▶ **Data excerpts**
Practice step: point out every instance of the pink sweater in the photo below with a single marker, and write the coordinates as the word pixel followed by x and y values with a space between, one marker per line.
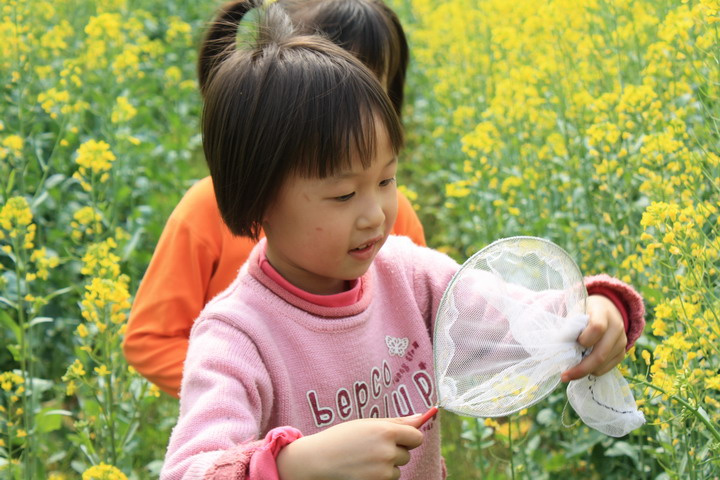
pixel 262 357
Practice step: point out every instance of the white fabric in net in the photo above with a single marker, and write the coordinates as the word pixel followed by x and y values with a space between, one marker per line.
pixel 507 328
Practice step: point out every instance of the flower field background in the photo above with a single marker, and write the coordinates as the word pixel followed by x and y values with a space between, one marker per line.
pixel 595 124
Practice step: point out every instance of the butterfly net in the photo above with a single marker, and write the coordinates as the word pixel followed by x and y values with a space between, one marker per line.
pixel 507 327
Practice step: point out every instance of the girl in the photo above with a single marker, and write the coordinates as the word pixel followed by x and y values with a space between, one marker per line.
pixel 313 361
pixel 197 256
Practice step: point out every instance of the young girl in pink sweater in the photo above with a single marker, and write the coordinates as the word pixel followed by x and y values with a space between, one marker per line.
pixel 317 360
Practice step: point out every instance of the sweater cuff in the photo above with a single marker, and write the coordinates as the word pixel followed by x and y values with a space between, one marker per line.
pixel 262 463
pixel 625 298
pixel 234 463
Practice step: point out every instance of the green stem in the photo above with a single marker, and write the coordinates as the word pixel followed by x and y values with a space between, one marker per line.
pixel 109 401
pixel 24 362
pixel 512 455
pixel 711 428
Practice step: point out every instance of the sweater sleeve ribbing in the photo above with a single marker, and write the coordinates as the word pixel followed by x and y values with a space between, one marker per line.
pixel 224 392
pixel 630 298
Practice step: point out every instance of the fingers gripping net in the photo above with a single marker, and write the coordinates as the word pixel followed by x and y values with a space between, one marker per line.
pixel 507 327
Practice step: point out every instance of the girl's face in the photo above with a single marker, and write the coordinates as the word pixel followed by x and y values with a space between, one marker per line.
pixel 323 232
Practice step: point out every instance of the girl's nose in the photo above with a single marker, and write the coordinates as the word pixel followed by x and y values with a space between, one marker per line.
pixel 372 215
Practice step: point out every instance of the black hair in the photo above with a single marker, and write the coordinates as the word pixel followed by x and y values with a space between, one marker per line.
pixel 369 29
pixel 291 104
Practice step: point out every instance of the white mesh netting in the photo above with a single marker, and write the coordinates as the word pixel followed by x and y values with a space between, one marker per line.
pixel 506 329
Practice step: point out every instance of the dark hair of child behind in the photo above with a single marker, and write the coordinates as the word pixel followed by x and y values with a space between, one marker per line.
pixel 291 104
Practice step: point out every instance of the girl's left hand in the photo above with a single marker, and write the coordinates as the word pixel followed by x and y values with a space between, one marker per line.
pixel 605 332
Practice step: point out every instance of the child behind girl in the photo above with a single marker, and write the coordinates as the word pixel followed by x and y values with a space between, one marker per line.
pixel 197 256
pixel 311 364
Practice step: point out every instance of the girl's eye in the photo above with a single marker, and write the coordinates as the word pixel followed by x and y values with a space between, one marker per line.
pixel 345 198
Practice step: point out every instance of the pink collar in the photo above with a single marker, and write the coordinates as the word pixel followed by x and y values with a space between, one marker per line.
pixel 342 299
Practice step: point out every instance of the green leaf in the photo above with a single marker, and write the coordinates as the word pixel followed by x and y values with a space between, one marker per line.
pixel 49 419
pixel 39 320
pixel 7 321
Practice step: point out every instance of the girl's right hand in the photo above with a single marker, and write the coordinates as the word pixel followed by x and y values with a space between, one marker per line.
pixel 366 449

▶ **Aim of the exercise**
Leaving the pictures out, write out all the material above exactly.

▶ **Solution to this problem**
Practice step: point out every instance of the pink sweater in the photo below with a single marker, and write the coordinates as the word pixel followed by x and y values with a space between, one marker per line.
pixel 262 357
Practice step: point out every instance of the white fabric in net in the photo above with a single marker, and write the coordinates as the word pixel followed by x and y values with a space between, one marker per line.
pixel 507 328
Practice step: point out every instance of the flower field background in the photo above with a single marker, and write the coordinates as the word pixel followed by x and y values with a space between, one marker per line.
pixel 595 124
Practice step: point out every instance of the butterfly net in the photo above with a single marker, and write the coordinates as the word pixel followed by x and y values with a space between, one marker per line.
pixel 507 327
Practice step: point out every instance of the girl in the photo above with a single marker, and write the coordinates as the word pixel followed by x and y values with a space between, one marker per line.
pixel 313 361
pixel 197 256
Practice step: point out every instance of the young girl in pink sweater in the photo above with a single marker, and write the coordinates as the word pixel followed by x and y values with a space between, one marker per line.
pixel 317 360
Practice step: point out every instance of the sweater cuff in the photo above with a single marker, and write the coordinates as the word pixel followed by x and y values with a space between, one marker per line.
pixel 262 463
pixel 625 298
pixel 234 463
Practice step: point out every instance of the green stem in the photo above with a single marker, and write the coordinates as the word pixel followed by x and y values with a space between, one marker per line.
pixel 109 401
pixel 24 362
pixel 512 455
pixel 711 428
Practice step: point out every instance of the sweater sleeve ribbing in the photo above with a single marker, and write the coordinates as the word pixel followed by x and y values with a space between, one marker per line.
pixel 224 392
pixel 630 298
Practice step: point out every instance of the fingers gripping net in the photo above with a single marker, and write the coordinates as the word pixel followed by x and y values with a space between, one marker per line.
pixel 507 327
Practice step: point out every instance of the girl's face in the photo above with a single marker, and write the coordinates as the word pixel followed by x and y values with a space between, one marker per line.
pixel 323 232
Practice step: point out every instance of the girl's nose in the photo above with a single marker, and write the coordinates as the word pixel followed by x and y values with a space between, one marker per line.
pixel 372 215
Practice step: point out every instance of the black hair in the photo above with a single marker, and write the coordinates as the word pixel followed by x and y values with a space between, one marker per line.
pixel 369 29
pixel 291 104
Practice step: point out every instance of the white mesh netting in the photo above with a single marker, and write the coordinates as the word pixel followed by x and y values with a space between, one marker per line.
pixel 506 329
Practice step: point out every instance of the dark hair of child behind in the photo above with a single marker, and write the coordinates as the word pixel followed by x and y values with a space between, one marker per line.
pixel 291 104
Practice step: point out every instance of the girl's left hand in the photo above with a single marker, and write the coordinates as the word pixel followed by x and y values with a space between, one marker per line.
pixel 605 332
Practice step: point out every instance of the child behind girl in the photo above with a single marker, and write the coordinates as the word pixel followed by x and y values with a space between, one marker per line.
pixel 197 256
pixel 311 364
Practice step: point out every instance of the girl's eye in the photo above with a single marker, and write the coordinates as the word pixel followed by x and y values with a space between, one marker per line.
pixel 345 198
Practice step: point out every instance of the pink collar in the photo above with a single marker, and write the coordinates as the word pixel followed by x and y values with a space between, one marker per line.
pixel 342 299
Practice step: point out every instance of the green leaf in the photo above with a single marker, and write the coordinates as the word pixel followed by x and y values with a space between, one marker per line.
pixel 49 419
pixel 39 320
pixel 7 321
Practice step: point out every instance of the girl's right hand in the photo above with a single marker, and write the coordinates as the word pixel followed by x and y values with a space between, one marker per line.
pixel 366 449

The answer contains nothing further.